Exercise objective >> Every line of the material is to be repeated exactly as it stands.

Data supplied >>
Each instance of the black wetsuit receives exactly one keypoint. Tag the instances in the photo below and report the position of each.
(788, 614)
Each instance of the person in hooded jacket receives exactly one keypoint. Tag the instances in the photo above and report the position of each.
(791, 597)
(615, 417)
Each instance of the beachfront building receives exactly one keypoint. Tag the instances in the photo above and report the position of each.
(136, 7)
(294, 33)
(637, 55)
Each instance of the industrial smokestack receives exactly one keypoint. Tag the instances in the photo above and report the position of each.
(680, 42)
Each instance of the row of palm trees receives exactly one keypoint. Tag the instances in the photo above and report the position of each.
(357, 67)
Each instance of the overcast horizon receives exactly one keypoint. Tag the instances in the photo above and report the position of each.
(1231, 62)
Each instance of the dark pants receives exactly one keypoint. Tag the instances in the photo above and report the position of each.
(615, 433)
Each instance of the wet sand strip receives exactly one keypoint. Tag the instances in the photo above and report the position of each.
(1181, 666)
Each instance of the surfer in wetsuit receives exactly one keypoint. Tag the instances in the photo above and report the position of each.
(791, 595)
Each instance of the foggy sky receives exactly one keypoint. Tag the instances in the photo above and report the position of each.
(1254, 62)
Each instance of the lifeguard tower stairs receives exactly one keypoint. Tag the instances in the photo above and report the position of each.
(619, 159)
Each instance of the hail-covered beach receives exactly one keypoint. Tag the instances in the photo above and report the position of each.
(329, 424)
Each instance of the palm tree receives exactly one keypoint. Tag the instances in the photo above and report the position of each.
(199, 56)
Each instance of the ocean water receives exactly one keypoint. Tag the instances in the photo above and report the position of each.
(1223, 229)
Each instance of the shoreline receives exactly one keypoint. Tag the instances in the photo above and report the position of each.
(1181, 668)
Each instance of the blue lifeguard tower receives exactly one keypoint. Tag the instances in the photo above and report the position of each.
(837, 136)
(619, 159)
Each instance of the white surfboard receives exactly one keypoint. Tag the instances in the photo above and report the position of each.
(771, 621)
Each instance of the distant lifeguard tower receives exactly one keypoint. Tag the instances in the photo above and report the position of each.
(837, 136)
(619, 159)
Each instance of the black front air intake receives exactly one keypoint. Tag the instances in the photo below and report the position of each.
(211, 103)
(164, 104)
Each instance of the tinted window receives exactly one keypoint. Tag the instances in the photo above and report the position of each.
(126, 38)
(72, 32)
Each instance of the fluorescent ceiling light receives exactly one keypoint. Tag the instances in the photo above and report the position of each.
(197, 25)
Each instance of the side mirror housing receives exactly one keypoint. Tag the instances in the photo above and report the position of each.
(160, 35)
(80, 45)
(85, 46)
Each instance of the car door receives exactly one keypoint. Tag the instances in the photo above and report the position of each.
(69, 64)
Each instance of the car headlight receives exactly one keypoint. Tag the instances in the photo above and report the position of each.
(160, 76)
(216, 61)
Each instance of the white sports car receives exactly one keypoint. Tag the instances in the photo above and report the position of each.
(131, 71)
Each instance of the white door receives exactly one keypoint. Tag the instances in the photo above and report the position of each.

Result >>
Each instance of the black wetsuit receives exactly one keypoint. Tag the instances in the photo below and report the position of each.
(788, 614)
Each instance of the person in hooded jacket receives exactly one keypoint. Tag the instances in the photo above and report the position of each.
(791, 597)
(615, 417)
Each instance of the beachfront building receives exactly one keypoint. Tag the instances in the photo above and report the position of each.
(136, 7)
(294, 33)
(637, 55)
Each instance of the industrial smokestack receives exactly one keypoint. Tag the instances in the photo above and report the position of each.
(680, 42)
Each instance of the row of palm trees receives exactly one keypoint. Tag the instances in the photo above and report the position of each.
(357, 67)
Each instance of the overcast horizon receives exactly one keypoint. Tag the instances in the photo above and report the position of each.
(1231, 62)
Each instance of the dark pants receives exactly one keypoint. Tag the instances in the photo above and report the position of each.
(615, 433)
Each instance of the wet sand strip receives exactly one keypoint. Tag the instances in the photo above and report the position of each.
(1181, 666)
Each instance of the surfer in wetsuit receives exactly one keypoint. Tag the instances in the photo above and report the position of each.
(791, 595)
Each instance of the foggy sky receives exactly one keypoint. Tag the instances in the photo above and report the position of each.
(1254, 62)
Each instance of the lifeguard tower stairs receives exactly one keypoint. Tag the instances in the photo above and report the position of each.
(619, 159)
Each instance of the hail-covered beach receives exactly one keypoint. Tag the instances in the photo above and report the position of each.
(329, 424)
Each instance of the palm tree receives exactly one keypoint. Tag the instances in the photo above and report the position of each.
(199, 56)
Each instance of the ocean water receives exactly one keypoint. Tag the instances in the photo above and report the position of each.
(1223, 229)
Each instance of the shoreline receives exactly one keypoint. Tag the instances in the photo above and report the position of each.
(1181, 668)
Each instance of the blue lifeguard tower receives exactly one keypoint. Tag the instances in the photo above and report the position of each.
(837, 136)
(619, 159)
Each instance of the white surfboard receives exactly one keypoint. Tag the instances in the photo above and report the position of each.
(771, 621)
Each instance of the distant lifeguard tower receives exactly one keypoint. Tag the instances in the photo above and report the position of each.
(837, 136)
(619, 159)
Each instance of the black front air intake receives exactly one keypoint. Tag the instances in the photo below and report the position of each.
(211, 103)
(164, 104)
Each instance of the tinted window receives exactly one keypoint. Tag the instances in the photo above and report the position of each.
(126, 38)
(72, 32)
Each instance of the fluorescent ceiling light receives exactly one keypoint. Tag the instances in the photo above and report the position of each.
(197, 25)
Each instance of the side mirror housing receives exactly one keypoint. Tag the instances in the photo above and report the position of each.
(160, 35)
(80, 45)
(85, 46)
Each instance of the car door receives exactly one keypoint. Tag the instances in the photo above and report the position of each.
(69, 64)
Each instance of the car headlight receives exactly one keypoint. Tag the instances in the photo above and report the position of each.
(160, 76)
(216, 61)
Each instance of the white sports car receives exactly one keypoint. Tag the instances in the photo above and report the position of each.
(131, 71)
Each instance of the white door receives exactly one keypoint. Tag the instances in the photo above and report the position of each.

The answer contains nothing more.